Start of INPUT DATA

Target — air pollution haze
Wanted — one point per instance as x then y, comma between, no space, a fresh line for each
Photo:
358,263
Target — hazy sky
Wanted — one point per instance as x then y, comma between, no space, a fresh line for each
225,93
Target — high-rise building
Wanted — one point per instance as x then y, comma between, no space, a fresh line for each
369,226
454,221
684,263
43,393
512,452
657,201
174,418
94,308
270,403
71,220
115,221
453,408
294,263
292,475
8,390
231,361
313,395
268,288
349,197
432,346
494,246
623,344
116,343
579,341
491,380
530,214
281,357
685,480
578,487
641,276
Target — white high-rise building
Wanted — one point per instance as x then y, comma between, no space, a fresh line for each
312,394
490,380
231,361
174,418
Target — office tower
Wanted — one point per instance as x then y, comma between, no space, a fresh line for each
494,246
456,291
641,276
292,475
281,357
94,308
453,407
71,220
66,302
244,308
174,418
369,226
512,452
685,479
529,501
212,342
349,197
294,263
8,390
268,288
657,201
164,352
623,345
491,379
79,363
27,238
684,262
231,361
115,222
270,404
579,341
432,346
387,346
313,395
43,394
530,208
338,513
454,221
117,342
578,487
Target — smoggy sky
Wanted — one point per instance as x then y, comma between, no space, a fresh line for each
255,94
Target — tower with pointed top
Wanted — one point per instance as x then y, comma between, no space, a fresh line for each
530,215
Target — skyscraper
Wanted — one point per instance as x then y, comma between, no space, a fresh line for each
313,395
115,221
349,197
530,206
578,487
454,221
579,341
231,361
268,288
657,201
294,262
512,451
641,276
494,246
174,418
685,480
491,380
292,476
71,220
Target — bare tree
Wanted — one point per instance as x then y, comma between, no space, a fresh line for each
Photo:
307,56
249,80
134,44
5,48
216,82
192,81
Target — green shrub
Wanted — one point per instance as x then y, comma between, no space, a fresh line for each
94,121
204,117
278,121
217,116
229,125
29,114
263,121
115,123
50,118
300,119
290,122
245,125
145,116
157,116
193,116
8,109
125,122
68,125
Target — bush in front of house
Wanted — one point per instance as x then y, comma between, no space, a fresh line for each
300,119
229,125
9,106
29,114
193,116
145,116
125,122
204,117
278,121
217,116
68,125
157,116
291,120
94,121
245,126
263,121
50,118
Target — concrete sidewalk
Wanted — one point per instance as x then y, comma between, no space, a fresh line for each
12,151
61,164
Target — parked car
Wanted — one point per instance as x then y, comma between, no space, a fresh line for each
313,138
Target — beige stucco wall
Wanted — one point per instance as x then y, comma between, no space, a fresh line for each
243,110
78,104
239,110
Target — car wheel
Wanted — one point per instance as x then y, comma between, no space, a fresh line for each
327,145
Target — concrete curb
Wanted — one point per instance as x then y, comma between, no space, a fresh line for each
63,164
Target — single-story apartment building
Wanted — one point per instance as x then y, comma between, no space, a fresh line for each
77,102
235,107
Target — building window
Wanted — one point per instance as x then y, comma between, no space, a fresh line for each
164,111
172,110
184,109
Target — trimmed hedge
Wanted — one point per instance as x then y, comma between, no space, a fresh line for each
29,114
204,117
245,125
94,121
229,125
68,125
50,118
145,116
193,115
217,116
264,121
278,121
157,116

End of INPUT DATA

Return every line from the entries above that includes the word "rise".

→ **RESPONSE TO THE EXERCISE**
Target — high-rise building
Target — white high-rise building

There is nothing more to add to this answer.